Excerpt:
►
Also removed was a $76 million annual reduction in the state communication services tax that would save anyone who purchases a mobile phone, video or satellite service 0.5% on every dollar of taxes and a reduction in business leases.

But the one issue that led to a hours-long stalemate on the final day was a proposal by Avila and a priority of House Speaker José Oliva, R-Miami Lakes, to strip millions from the Miami-Dade tourism bureau and use it to pay for flood-control projects, pollution protections, seaweed cleanup and other expenses tied to water quality.

The issue has raised concerns by local tourism development officials that they could lose significant funds at a time when they need to offset the impact of the novel coronavirus.

The Senate had rejected the plan earlier in the week, when Sen. Anitere Flores removed it from the House tax package. Despite hours of negotiations, the Senate refused to accept Oliva’s and Avila’s appeals to restore the proposal.
◄
Exercise tasks:
(1) Name every person the excerpt on the state tax package identifies by name.
(2) Resume the excerpt on the state tax package, picking up after its final sentence.
The listing that follows is separate material, unrelated to the excerpt on the state tax package.

Listed records:
►
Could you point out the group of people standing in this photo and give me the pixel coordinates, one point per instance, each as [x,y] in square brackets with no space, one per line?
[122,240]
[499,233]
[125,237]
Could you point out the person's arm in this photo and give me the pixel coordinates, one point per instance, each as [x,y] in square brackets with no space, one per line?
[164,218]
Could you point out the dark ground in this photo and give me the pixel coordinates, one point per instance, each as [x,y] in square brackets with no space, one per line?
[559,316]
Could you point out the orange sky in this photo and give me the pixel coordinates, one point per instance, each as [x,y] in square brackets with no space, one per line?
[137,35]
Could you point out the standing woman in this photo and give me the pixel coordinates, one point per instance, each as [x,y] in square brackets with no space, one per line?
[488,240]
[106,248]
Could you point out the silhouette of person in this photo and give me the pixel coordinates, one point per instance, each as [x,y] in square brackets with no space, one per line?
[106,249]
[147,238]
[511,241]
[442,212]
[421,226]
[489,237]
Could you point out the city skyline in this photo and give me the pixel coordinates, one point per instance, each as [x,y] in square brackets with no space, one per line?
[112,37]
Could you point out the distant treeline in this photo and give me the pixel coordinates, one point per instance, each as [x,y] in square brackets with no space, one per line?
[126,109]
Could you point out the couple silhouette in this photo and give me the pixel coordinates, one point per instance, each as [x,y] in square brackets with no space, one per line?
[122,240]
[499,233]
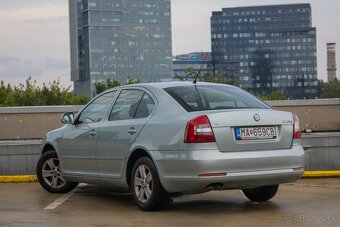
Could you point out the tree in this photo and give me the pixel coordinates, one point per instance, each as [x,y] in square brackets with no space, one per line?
[130,80]
[30,94]
[101,86]
[275,95]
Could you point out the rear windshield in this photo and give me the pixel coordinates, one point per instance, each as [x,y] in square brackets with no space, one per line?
[210,97]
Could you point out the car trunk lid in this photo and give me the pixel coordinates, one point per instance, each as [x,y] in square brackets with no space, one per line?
[252,129]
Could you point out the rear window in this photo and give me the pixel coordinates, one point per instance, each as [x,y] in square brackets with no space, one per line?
[210,97]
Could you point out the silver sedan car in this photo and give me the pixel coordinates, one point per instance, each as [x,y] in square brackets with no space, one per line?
[168,139]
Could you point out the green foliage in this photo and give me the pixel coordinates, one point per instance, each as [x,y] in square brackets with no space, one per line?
[329,89]
[275,95]
[101,86]
[30,94]
[130,80]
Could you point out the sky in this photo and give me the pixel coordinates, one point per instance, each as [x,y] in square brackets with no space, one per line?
[34,34]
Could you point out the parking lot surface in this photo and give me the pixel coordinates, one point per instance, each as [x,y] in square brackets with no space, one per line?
[304,203]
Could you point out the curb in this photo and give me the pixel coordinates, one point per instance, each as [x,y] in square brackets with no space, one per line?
[18,179]
[33,178]
[323,173]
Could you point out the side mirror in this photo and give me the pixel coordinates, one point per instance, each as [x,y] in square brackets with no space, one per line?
[67,118]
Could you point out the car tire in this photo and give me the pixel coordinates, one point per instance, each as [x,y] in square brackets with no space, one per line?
[50,176]
[261,194]
[147,191]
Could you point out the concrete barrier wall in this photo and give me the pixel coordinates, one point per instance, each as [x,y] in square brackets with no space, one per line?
[317,115]
[31,122]
[19,125]
[19,157]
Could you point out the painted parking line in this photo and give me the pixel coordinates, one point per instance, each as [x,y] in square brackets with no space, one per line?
[60,200]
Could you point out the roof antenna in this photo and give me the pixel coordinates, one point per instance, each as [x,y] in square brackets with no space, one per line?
[199,71]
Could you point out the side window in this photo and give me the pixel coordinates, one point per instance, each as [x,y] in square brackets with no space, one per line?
[145,107]
[132,104]
[126,105]
[96,111]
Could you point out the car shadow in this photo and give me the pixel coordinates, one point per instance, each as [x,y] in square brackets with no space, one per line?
[110,196]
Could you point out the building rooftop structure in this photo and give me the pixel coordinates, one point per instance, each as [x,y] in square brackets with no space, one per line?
[268,48]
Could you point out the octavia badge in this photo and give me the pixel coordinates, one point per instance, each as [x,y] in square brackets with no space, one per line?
[256,117]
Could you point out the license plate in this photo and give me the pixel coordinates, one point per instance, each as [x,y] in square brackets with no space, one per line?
[255,133]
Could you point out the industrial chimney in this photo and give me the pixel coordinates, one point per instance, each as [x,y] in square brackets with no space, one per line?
[331,62]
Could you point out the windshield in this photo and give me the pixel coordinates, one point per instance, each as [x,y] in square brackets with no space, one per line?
[212,97]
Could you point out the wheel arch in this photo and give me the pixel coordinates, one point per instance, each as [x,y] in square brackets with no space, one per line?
[48,147]
[134,156]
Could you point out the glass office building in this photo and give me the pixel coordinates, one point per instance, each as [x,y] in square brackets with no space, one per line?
[268,48]
[117,40]
[187,65]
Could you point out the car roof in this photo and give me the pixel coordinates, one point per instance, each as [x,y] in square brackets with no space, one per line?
[162,85]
◄
Answers:
(1) Avila; House Speaker José Oliva, R-Miami Lakes; Sen. Anitere Flores

(2)
The tax package includes the $42 million three-day back-to-school sales tax holiday Aug. 7 through Aug. 9 and the $5.6 million seven-day disaster preparedness sales tax holiday from May 29, 2020, through June 04, 2020.

Despite the scaled back tax deal, some legislators said they expect they may be back to revise the budget again.

“There’s a 99% chance we’re going to have come back and tweak.” said Flores, a Miami Republican. “You’ve never had a situation where major theme parks are closing, where, you know, in spring break week in Miami, they’re trying to shut down as many things as they can.”

Rep. Travis Cummings, a Fleming Island Republican and chair of the House budget committee, said the tax cut package was whittled down so the remaining budget includes “what we need to make sure we have enough resources over the coming months.”

The tax package included a series of other issues, such as extending the time property owners impacted by Hurricane Michael can begin rebuilding while retaining prior homestead assessment limitations, a requirement that charitable hospitals provide community benefits that exceed the value of their property tax exemptions, and requires school districts to provide capital improvements to charter schools.

Both the House and Senate have also included in their draft budgets a $543 million refund to the largest corporations in the state.

Senate Democrats on Thursday tried to cancel the scheduled refund to the state’s top 1% of businesses as part of the 2017 federal Tax Cuts and Jobs Act, but Republicans rejected it.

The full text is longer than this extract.